Required action ▸ Would it be possible to write out each entry below exactly, without the pictures?

Given records ▸

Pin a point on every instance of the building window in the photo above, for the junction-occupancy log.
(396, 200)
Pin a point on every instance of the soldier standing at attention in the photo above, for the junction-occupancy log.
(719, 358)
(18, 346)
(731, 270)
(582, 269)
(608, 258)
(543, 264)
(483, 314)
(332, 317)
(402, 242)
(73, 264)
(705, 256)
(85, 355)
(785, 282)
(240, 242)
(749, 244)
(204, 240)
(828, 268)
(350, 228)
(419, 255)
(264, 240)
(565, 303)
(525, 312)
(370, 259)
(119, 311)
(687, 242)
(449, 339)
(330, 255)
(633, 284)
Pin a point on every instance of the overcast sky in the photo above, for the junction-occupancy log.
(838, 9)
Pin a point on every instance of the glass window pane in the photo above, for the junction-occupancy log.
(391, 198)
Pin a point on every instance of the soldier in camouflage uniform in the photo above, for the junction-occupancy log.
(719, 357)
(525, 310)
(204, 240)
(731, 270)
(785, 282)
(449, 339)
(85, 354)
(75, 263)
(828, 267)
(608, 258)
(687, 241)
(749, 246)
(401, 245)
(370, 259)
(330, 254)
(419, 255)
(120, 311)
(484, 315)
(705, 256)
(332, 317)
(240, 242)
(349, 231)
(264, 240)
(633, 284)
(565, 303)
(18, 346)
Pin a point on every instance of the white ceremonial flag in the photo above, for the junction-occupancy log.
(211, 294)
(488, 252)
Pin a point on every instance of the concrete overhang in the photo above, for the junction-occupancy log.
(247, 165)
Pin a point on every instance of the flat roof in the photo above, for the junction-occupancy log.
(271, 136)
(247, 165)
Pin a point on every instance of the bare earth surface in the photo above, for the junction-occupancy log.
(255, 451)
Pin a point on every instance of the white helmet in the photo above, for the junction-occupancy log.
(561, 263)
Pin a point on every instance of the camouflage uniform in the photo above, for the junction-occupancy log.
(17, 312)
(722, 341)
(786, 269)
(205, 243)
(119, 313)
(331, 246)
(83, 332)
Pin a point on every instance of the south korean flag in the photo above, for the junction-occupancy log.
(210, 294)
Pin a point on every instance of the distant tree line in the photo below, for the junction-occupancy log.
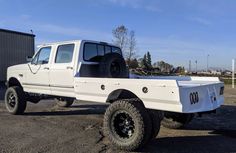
(126, 40)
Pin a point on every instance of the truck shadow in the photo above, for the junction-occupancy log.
(193, 144)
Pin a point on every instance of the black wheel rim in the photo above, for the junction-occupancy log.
(11, 100)
(115, 69)
(123, 125)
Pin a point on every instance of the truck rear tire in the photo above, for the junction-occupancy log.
(64, 102)
(127, 125)
(15, 100)
(113, 65)
(176, 120)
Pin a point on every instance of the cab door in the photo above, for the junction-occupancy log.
(37, 75)
(62, 71)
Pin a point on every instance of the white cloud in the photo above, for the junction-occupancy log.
(201, 20)
(150, 5)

Response ▸
Pin a point on every instance of the building window in the photo above, for the junction-occupancy log.
(396, 200)
Pin a point on every instance of the soldier standing at attention in the photo above, for the junction-occupancy log.
(719, 358)
(18, 346)
(731, 270)
(582, 269)
(608, 258)
(543, 264)
(483, 314)
(332, 317)
(402, 242)
(73, 264)
(705, 256)
(85, 355)
(785, 282)
(240, 242)
(749, 244)
(204, 240)
(828, 268)
(350, 228)
(419, 255)
(264, 240)
(565, 303)
(525, 312)
(370, 259)
(119, 311)
(687, 242)
(449, 339)
(330, 255)
(633, 284)
Pin a point on every instance of the overcast sky in the photo above, for the junction-occupancy log.
(838, 9)
Pin a point on every instance of the glass window pane in the photo above, for the junction-occupancy log.
(391, 198)
Pin a point on every instance of the soldier in camouflage uniform in the photo above, for the junction-occupancy log.
(719, 357)
(525, 310)
(204, 240)
(731, 270)
(785, 282)
(449, 339)
(85, 354)
(75, 263)
(828, 267)
(608, 258)
(687, 241)
(749, 246)
(401, 245)
(370, 259)
(330, 254)
(419, 255)
(120, 311)
(484, 315)
(705, 256)
(332, 317)
(240, 242)
(349, 231)
(264, 240)
(633, 284)
(565, 303)
(18, 346)
Pin a point on every instance of the white ceremonial flag in the photo above, for the junction-occupancy log.
(211, 294)
(488, 252)
Pin a point on every instance of the concrete overhang in the photo above, for the junction-occupancy log.
(247, 165)
Pin a point on every instance of the flat roof in the photo above, for the junction-occupancy log.
(271, 136)
(247, 165)
Pin a point on every instance of the bare earth surface in the photo above, for the junction-occupancy log.
(255, 451)
Pin a point on every instance of the white helmet in the photo above, for the junction-occupancy log.
(561, 263)
Pin a point on every instance of the camouflage uniform in the photo above, for the junction-occupancy log.
(17, 312)
(722, 341)
(786, 269)
(205, 243)
(119, 313)
(331, 246)
(83, 332)
Pin a point on every instance of the south korean flag in the photo above, for the junction-occupancy log.
(210, 294)
Pin a point on every instance of the distant tree line in the photo below, for the junction-occupancy log.
(126, 40)
Pin a point on every instance of the truck shadow in the photo above, for the junction-occupancy log.
(193, 144)
Pin a point on every instance of the black wheel rim in the photo above, for the junction-occupancy log.
(11, 100)
(115, 69)
(123, 125)
Pin a point on every instance of the truck rear tire in the photo above, for the junction-occupancy log.
(64, 102)
(127, 125)
(15, 100)
(113, 65)
(176, 120)
Pin a point on every instance of the cab door in the photo above, for the junction-occupancy log.
(37, 75)
(62, 71)
Pin a point on every instance of the white cloud in the photo above, for the junction-occupancy log.
(201, 20)
(150, 5)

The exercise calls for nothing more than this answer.